### Short task
Set out the lines of the records below as a JSON list of strings, one string per line with blank lines omitted, starting at the line containing "of the street" and ending at the line containing "of the building", both included.

### Exercise inputs
# # # # #

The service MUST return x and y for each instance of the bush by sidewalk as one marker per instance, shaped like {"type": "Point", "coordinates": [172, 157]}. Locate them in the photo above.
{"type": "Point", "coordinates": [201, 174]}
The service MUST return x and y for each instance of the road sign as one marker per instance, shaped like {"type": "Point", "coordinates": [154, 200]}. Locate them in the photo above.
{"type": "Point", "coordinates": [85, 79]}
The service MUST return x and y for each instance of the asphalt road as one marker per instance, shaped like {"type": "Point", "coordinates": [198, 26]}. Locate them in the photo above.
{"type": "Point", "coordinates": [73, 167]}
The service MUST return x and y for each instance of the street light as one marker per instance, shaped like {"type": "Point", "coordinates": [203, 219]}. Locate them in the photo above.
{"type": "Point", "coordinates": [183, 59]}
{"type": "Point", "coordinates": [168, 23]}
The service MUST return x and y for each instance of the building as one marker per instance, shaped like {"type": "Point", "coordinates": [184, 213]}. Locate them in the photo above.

# # # # #

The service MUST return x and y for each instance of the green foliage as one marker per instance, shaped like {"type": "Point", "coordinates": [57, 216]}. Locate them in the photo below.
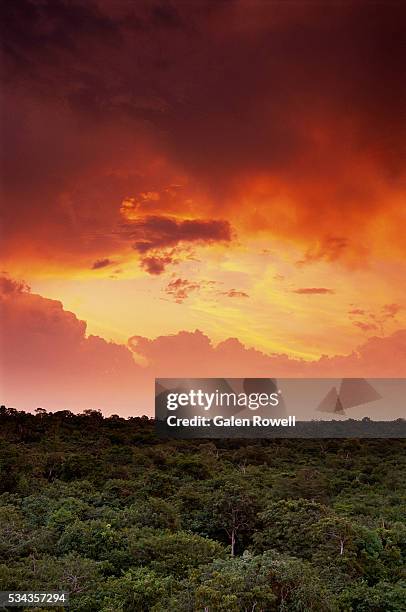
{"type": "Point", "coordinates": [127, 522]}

# # # # #

### Output of the task
[
  "The service MUST return x and y for each instance of the street light as one marker per instance, shaped like {\"type\": \"Point\", \"coordinates\": [203, 219]}. Locate them in the photo above.",
  "{\"type\": \"Point\", \"coordinates\": [183, 59]}",
  "{\"type\": \"Point\", \"coordinates\": [168, 23]}",
  "The service MUST return x and y for each instance of the building as one marker per instance, shaped like {\"type\": \"Point\", \"coordinates\": [184, 213]}. Locate them in the photo above."
]